‘bulletproorglass #1’ is one of the most visually powerful works in a visually powerful series. The suspended bride of Laing’s previous series, ‘flight-research’, hovered in the air often seeming to transcend gravity. These were images of freedom but also poignancy as we were aware of her inevitable fall to earth. The same bride in ‘bulletproofglass’ again hovers in the air, but this time she is shot through, wounded in the abdomen with blood splattered down her dress and over her neck. In this eerie photograph it is hard to tell if she is on her way to the heavens or about to plummet towards the ground: the bride seems strangely caught between these opposites of transcendence and oblivion.
This series is enigmatic and puzzling, violent but unexplained. Are we to extrapolate on the image as a metaphor for the loss of self that can occur on entering into a relationship or more literally on domestic violence in abusive relationships? A poignant and elegiac tone to these images of suffering give them a timeless and even religious quality, and yet the series also recalls the surreal imagery of horror films and splatter movies. Either way, they call on a history of image making in high and pop culture.

● Required actions:
a) Reproduce word for word the part of the passage on the wounded bride photographs running from "This series is" to "and pop culture.".
b) Pick up the passage on the wounded bride photographs after its final sentence and keep writing it.

● Records supplied:
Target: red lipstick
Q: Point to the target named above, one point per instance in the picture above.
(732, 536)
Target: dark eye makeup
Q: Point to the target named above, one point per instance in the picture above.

● Exercise responses:
a)
This series is enigmatic and puzzling, violent but unexplained. Are we to extrapolate on the image as a metaphor for the loss of self that can occur on entering into a relationship or more literally on domestic violence in abusive relationships? A poignant and elegiac tone to these images of suffering give them a timeless and even religious quality, and yet the series also recalls the surreal imagery of horror films and splatter movies. Either way, they call on a history of image making in high and pop culture.

b)
As these works are not digitally composed, Laing has worked with a performer to capture this image. This performative element and the documentary nature of the image in recording an action also refers to the more recent history of performance and body art. For Laing’s work however there were no witnesses to the event apart from the artist and her crew. The images alone carry the suggestion of a narrative or of a mise-en-scene, but it remains one which we can only guess at. In a sense the subject of these works is the power of the image itself.
type C photograph
141.0 x 230.0 x 6.0 cm frame
Signature & date
Not signed. Not dated.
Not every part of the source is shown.